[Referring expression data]
━━━━━━━━━━━━━━━━

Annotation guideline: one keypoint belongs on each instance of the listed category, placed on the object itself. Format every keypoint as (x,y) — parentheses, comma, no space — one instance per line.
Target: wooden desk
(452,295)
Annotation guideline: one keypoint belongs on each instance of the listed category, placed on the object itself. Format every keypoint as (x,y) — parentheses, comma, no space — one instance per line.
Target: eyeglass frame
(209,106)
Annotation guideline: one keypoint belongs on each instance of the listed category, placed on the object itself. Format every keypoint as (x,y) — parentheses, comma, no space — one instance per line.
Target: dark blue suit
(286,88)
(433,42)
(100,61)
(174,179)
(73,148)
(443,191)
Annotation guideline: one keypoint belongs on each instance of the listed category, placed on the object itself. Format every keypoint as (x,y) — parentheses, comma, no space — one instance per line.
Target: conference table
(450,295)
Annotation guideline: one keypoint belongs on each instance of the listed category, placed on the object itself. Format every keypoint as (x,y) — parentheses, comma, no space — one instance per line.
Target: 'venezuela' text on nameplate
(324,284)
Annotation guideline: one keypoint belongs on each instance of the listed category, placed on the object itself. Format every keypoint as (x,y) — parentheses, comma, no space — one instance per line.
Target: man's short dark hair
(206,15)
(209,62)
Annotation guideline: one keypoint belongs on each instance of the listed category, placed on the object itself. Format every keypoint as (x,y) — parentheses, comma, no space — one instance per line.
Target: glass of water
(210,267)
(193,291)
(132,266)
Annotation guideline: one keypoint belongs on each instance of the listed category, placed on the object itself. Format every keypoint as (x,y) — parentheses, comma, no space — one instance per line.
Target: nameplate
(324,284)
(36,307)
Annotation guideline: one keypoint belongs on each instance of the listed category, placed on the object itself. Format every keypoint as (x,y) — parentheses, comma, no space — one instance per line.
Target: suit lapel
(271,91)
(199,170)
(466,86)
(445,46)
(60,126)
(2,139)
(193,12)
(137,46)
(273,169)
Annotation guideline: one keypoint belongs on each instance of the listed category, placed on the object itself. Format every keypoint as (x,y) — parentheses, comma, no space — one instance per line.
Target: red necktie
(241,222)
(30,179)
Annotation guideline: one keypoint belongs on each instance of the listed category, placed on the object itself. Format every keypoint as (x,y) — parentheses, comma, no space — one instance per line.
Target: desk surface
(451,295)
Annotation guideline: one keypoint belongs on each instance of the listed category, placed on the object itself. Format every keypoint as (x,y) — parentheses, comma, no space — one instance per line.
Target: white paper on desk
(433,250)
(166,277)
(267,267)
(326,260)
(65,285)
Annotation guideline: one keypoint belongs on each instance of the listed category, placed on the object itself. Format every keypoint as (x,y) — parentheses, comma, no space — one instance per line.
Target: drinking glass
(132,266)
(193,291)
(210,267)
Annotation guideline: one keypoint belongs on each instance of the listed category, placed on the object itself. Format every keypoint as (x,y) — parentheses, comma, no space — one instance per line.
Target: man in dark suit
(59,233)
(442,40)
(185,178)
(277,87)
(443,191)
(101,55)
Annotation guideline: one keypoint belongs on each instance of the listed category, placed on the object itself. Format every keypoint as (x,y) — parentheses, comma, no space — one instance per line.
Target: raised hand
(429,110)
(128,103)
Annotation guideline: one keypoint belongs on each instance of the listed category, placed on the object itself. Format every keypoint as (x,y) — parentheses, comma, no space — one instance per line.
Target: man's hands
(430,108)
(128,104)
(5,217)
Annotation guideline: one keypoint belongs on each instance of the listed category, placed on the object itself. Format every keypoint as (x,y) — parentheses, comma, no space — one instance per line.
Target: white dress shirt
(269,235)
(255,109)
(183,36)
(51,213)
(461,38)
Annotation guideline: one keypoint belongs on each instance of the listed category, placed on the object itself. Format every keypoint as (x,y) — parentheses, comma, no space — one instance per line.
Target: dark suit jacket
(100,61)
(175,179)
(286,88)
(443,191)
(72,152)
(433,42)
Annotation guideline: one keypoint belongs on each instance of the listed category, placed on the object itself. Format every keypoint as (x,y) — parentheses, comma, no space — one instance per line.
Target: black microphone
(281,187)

━━━━━━━━━━━━━━━━

> TASK PROMPT:
The response must consist of all the data, reproduced without alteration.

> EXERCISE RESPONSE:
Annotation guideline: one keypoint belongs on each instance of the listed category, placed on the object itself. Format every keypoint as (x,y) — parentheses, comma, no space — one instance per line.
Target: wooden desk
(452,295)
Annotation guideline: one keypoint belongs on each instance of the listed category, placed on the object itself. Format every keypoint as (x,y) — parentheses, comma, no space — one instance per line.
Target: eyeglass frame
(209,106)
Annotation guideline: one keypoint belongs on each instance of the listed category, placed on the object itself. Format every keypoint as (x,y) — parentheses, comma, no space — one instance per line.
Target: dark blue suit
(286,88)
(433,42)
(100,61)
(174,179)
(73,148)
(443,191)
Annotation guideline: one keypoint belongs on each instance of the listed category, placed on the object itself. Format every keypoint as (x,y) — parentheses, comma, no space — one instance per line.
Target: conference table
(450,295)
Annotation guideline: one keypoint belongs on each instance of the listed category, placed on the object itself. Format every keypoint as (x,y) — parentheses, comma, no space — one instance per line.
Target: 'venezuela' text on nameplate
(324,284)
Annotation guideline: one keypoint belongs on each instance of the listed category, placed on the object itself. Format every keypoint as (x,y) — parentheses, comma, no space — one instance per line.
Target: man's short dark hair
(206,15)
(209,62)
Annotation guideline: one keypoint belongs on each instance of the listed category, placed on the object itself. Format every keypoint as (x,y) — parentheses, comma, no space — one instance per line.
Target: glass of water
(210,267)
(193,291)
(132,266)
Annotation guideline: one keypoint belongs on each instance of the listed category, placed on the object itself. Format every keypoint as (x,y) — parentheses, comma, no space — one instance per line.
Target: nameplate
(324,284)
(36,307)
Annotation guideline: one keypoint belongs on each instance of the listed category, placed on the object itself. Format every keypoint as (x,y) — parentheses, comma, no space — one instance per line.
Target: suit lapel
(271,91)
(199,170)
(466,86)
(445,46)
(60,126)
(2,139)
(193,12)
(137,46)
(273,169)
Annotation guideline: one keypoint belongs on each instance of the listed category, placed on the object itself. Format every keypoint as (x,y) — parentheses, comma, no space — one instance per line.
Target: red necktie
(241,222)
(30,179)
Annotation guideline: one keypoint belongs on each instance of the listed category, placed on the object itself. Format every keypoint as (x,y) — parentheses, comma, no space — one instance per line.
Target: desk surface
(451,295)
Annotation guideline: one keypoint belongs on each instance of the listed category, placed on the object itself. Format every keypoint as (x,y) — parentheses, comma, no space — one instance per line.
Target: white paper on desk
(433,250)
(166,277)
(267,267)
(326,260)
(65,285)
Annotation guideline: one keypoint belongs on each instance of the listed category, placed on the object itself. Format every keypoint as (x,y) — parentheses, comma, no space — one instance per line.
Target: drinking glass
(132,266)
(193,291)
(210,267)
Annotation guideline: one keypoint belongs on each instance of the listed category, placed on the object itself. Format every keypoint as (x,y) — parentheses, comma, no space — one instance per line.
Target: man in dark suit
(59,233)
(442,40)
(185,178)
(277,87)
(443,191)
(101,55)
Annotation guideline: one keypoint belongs on each instance of the listed category, placed on the object itself. Format every keypoint as (x,y) — parentheses, comma, no space — one instance per line.
Target: raised hand
(429,110)
(128,103)
Annotation guideline: one keypoint belongs on each instance of the listed category, placed on the object itself. Format every keypoint as (x,y) — parentheses, comma, no space — one instance per line.
Target: man's hands
(430,108)
(128,104)
(5,217)
Annotation guideline: one keypoint belongs on each instance of the listed category, placed on the object itself. Format every keypoint as (x,y) — parentheses, comma, no space — one instance per line.
Target: white dress shirt
(269,235)
(255,109)
(183,36)
(51,213)
(461,38)
Annotation guideline: one keypoint belongs on each instance of the listed category, placed on the object itself. Format every keypoint as (x,y) — parentheses, comma, no space — one instance per line.
Target: dark suit jacket
(100,61)
(175,179)
(286,88)
(443,191)
(72,152)
(433,42)
Annotation guideline: one keypoint belongs on each instance of the listed category, placed on the object itself. Format every keypoint as (x,y) — parentheses, comma, no space — one instance per line.
Target: black microphone
(281,187)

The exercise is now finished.